§ Extracted text:
====================
Entities recognition: the engineering problem
As in every engineering endeavor, when you face the problem of automating the identification of entities (proper names: people, places, organizations, etc.) mentioned in a particular text, you should look for the right balance between quality (in terms of precision and recall) and cost from the perspective of your goals. You may be tempted to compile a simple list of such entities and apply simple but straightforward pattern matching techniques to identify a predefined set of entities appearing “literally” in a particular piece of news, in a tweet or in a (transcribed) phone call. If this solution is enough for your purposes (you can achieve high precision at the cost of a low recall), it is clear that quality was not among your priorities. However… What if you can add a bit of excellence to your solution without technological burden for… free? If you are interested in this proposition, skip the following detailed technological discussion and go directly to the final section by clicking here.
Where difficulties come from?
====================
[Entries from a pointing dataset]
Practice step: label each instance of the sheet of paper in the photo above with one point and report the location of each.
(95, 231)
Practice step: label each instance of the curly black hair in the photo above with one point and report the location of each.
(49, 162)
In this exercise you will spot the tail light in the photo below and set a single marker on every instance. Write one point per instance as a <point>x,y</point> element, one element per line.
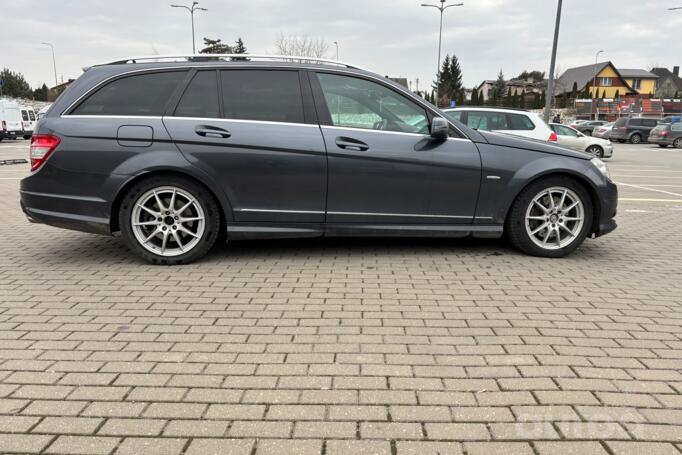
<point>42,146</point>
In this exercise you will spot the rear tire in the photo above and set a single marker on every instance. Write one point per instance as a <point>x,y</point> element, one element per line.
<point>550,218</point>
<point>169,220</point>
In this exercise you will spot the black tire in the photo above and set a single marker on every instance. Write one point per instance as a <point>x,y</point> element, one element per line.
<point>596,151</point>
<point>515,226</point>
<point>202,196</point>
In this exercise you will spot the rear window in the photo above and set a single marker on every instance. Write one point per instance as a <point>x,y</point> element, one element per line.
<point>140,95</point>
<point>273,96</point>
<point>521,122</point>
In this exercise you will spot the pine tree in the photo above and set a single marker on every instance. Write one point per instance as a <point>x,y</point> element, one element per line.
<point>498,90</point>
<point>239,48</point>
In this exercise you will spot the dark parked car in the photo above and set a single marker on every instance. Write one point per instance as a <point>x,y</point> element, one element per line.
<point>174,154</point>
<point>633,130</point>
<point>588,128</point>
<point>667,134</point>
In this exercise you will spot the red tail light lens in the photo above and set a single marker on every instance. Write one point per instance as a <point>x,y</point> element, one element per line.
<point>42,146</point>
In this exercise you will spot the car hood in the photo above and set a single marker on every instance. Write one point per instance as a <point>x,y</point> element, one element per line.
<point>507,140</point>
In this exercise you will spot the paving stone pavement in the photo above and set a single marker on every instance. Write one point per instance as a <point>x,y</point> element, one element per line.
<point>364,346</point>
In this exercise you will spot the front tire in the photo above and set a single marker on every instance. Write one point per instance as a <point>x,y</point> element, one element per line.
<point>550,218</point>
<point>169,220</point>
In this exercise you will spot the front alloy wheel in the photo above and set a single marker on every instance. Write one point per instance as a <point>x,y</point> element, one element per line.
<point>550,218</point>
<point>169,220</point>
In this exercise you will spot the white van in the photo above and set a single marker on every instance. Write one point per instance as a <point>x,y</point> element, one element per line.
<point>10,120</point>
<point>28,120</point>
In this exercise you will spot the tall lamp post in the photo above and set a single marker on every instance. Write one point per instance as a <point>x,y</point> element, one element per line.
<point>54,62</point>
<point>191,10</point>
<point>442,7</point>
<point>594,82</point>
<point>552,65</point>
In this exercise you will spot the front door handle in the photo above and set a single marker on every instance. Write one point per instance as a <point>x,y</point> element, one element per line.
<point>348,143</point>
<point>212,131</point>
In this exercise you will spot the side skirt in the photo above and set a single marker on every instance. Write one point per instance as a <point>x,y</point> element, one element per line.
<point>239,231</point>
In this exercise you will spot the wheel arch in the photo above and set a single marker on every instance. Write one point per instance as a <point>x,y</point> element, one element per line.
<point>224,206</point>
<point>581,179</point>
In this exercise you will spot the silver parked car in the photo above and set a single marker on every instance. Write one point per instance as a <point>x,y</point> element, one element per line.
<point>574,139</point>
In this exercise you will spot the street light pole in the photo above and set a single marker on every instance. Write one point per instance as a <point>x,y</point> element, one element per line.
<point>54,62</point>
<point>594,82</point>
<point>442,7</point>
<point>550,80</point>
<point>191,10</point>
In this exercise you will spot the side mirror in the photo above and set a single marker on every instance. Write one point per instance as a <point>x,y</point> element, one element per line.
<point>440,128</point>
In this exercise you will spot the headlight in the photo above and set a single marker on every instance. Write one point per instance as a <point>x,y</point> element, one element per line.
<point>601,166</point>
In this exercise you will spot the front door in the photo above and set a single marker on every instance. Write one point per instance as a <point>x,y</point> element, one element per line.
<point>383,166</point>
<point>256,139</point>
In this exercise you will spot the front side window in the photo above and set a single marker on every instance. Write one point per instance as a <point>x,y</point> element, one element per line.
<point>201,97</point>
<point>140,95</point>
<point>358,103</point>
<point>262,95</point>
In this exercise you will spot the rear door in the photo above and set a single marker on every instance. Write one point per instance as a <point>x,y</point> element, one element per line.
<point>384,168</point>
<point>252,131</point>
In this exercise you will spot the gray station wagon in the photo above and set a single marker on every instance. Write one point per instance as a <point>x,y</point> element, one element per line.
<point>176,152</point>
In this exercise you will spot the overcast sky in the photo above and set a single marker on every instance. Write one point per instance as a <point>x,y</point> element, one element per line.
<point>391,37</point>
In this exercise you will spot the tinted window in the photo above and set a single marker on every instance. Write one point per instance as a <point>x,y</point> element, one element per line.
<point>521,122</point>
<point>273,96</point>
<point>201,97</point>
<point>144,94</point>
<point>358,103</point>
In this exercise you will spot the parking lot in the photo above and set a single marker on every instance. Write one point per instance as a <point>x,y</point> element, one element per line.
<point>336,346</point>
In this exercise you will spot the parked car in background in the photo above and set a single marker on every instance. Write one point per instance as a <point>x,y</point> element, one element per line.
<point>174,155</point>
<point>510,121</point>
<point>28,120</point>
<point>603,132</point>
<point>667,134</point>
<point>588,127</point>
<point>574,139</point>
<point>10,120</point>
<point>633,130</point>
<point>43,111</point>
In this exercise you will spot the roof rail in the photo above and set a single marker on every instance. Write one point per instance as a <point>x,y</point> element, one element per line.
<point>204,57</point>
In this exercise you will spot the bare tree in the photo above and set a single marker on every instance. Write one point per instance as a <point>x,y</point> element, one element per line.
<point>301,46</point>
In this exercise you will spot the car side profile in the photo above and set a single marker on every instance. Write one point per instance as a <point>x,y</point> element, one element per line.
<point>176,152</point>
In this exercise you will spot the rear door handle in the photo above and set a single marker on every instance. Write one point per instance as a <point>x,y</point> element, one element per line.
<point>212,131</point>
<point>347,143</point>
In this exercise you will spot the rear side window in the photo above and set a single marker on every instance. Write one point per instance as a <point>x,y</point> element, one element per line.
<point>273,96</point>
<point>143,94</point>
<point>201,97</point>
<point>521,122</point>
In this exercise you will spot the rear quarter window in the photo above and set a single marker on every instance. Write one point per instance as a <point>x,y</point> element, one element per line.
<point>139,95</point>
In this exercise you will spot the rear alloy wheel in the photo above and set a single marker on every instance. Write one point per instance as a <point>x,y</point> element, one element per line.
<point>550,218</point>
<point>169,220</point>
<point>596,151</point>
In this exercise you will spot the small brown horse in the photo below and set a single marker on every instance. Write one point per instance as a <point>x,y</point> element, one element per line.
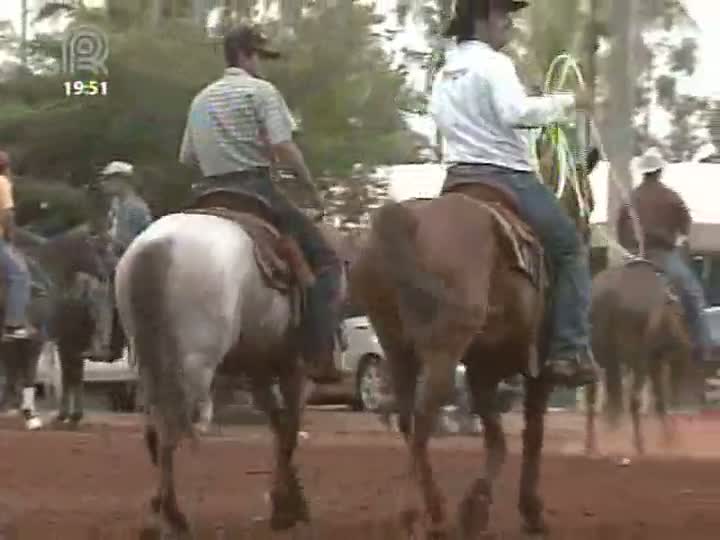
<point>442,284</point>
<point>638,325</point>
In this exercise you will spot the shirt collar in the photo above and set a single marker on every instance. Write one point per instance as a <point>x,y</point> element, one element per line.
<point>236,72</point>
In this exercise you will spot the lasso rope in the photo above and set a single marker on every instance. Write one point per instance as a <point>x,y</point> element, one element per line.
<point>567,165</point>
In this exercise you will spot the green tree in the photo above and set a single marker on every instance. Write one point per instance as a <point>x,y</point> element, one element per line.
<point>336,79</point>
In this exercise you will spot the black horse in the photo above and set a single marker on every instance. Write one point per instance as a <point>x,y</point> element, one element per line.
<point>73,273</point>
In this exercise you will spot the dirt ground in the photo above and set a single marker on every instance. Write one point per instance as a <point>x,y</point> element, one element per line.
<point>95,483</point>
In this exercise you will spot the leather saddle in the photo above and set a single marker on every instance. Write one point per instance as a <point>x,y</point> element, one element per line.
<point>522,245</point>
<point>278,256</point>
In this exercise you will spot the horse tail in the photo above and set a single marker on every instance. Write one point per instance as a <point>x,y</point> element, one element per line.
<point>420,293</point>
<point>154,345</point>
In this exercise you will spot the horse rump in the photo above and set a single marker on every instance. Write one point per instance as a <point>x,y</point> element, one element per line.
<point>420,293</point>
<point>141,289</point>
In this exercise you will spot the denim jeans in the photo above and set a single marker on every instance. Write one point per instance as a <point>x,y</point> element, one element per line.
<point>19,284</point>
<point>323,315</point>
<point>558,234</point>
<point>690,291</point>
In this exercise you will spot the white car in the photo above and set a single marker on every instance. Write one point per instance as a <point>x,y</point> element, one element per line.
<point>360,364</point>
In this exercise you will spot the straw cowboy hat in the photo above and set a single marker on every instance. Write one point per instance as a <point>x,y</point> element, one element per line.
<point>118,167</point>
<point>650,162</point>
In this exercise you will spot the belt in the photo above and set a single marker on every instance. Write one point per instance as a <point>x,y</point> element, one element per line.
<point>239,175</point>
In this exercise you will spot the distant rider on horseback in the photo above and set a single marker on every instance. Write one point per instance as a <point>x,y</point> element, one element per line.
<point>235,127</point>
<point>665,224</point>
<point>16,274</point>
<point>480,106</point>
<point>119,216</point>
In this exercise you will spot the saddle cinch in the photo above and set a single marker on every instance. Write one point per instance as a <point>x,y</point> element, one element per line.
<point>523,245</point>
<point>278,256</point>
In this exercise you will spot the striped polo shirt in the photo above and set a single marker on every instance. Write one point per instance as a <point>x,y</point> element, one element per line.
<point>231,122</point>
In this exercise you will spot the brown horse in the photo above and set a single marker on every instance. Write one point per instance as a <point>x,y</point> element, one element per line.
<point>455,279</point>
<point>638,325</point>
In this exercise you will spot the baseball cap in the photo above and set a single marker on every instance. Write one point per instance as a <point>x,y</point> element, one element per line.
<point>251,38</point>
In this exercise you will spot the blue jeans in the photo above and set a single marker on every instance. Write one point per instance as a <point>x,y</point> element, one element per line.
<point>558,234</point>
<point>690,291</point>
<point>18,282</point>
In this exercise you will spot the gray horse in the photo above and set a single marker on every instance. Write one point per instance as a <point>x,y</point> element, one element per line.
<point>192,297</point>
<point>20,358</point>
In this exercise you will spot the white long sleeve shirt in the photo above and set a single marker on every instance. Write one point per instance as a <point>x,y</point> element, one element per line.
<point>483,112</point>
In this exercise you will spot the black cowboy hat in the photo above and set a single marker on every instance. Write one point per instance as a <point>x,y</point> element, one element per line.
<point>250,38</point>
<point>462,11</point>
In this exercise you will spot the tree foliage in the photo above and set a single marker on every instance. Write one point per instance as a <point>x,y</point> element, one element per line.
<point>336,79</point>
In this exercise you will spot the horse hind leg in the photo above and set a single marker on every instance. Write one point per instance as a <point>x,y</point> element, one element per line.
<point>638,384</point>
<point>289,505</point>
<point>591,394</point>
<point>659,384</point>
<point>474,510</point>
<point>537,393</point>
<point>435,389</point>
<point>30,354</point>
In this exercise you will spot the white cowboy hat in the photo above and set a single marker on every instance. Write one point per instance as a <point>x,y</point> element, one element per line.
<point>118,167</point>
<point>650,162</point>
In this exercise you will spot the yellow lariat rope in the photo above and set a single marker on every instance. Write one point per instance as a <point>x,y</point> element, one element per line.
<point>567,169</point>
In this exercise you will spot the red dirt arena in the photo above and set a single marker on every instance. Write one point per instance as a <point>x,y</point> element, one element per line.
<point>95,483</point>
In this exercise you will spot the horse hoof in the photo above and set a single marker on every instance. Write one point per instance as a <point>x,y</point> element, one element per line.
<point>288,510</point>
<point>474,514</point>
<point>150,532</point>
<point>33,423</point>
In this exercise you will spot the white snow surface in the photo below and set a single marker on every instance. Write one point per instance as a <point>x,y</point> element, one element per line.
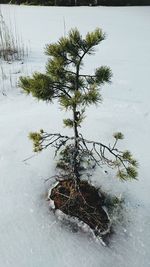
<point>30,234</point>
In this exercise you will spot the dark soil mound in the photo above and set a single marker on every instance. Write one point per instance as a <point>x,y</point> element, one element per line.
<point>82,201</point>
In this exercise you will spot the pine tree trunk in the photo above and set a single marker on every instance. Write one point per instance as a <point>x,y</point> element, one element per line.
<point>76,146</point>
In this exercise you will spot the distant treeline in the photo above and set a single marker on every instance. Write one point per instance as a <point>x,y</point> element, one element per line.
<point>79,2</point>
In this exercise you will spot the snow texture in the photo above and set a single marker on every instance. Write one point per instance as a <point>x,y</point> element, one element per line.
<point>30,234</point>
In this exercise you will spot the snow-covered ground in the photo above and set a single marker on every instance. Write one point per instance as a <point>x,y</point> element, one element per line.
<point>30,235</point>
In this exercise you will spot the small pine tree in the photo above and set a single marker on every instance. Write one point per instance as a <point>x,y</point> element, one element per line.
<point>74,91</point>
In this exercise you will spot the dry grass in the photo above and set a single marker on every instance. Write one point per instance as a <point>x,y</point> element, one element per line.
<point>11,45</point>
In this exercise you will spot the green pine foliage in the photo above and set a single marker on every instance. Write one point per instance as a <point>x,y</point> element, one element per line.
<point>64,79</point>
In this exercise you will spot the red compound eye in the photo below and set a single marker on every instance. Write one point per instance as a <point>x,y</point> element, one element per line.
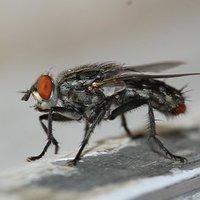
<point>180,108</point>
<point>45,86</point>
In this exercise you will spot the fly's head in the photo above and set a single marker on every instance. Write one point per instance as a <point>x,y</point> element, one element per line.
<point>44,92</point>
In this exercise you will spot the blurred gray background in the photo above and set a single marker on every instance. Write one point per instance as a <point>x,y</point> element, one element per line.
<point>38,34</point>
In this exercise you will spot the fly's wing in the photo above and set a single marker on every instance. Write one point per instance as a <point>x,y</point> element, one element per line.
====================
§ Given exercise 1: In the article on entity recognition, what two things should you balance when automating the identification of entities?
§ Given exercise 2: Write the next part of the article on entity recognition, picking up after its last line.
The listing has nothing to do with the article on entity recognition.

§ Expected output 1: Quality, in terms of precision and recall, and cost.

§ Expected output 2:
Now, I will summarize some of the difficulties that may arise when designing an automatic system for “Named Entities Recognition” (NER, in short, in the technical papers). Difficulties may come from two fronts:
- Do you deal with texts in several languages? Do you know the language of each text in advance?
- What is the source of the documents or items of text that you have to manage? Do they come from a professional newsroom? Did you ingest them from OCR (Optical Character Recognition) or ASR (Automatic Speech Recognition) systems? Did you catch them with the API of your favorite social network?
- Do your texts follow strict academic conventions regarding spelling and typography? (i.e. do you always deal with well-written text?) Did users generate them with their limited and error-prone devices (smartphones)? Did second language speakers or learners produce them?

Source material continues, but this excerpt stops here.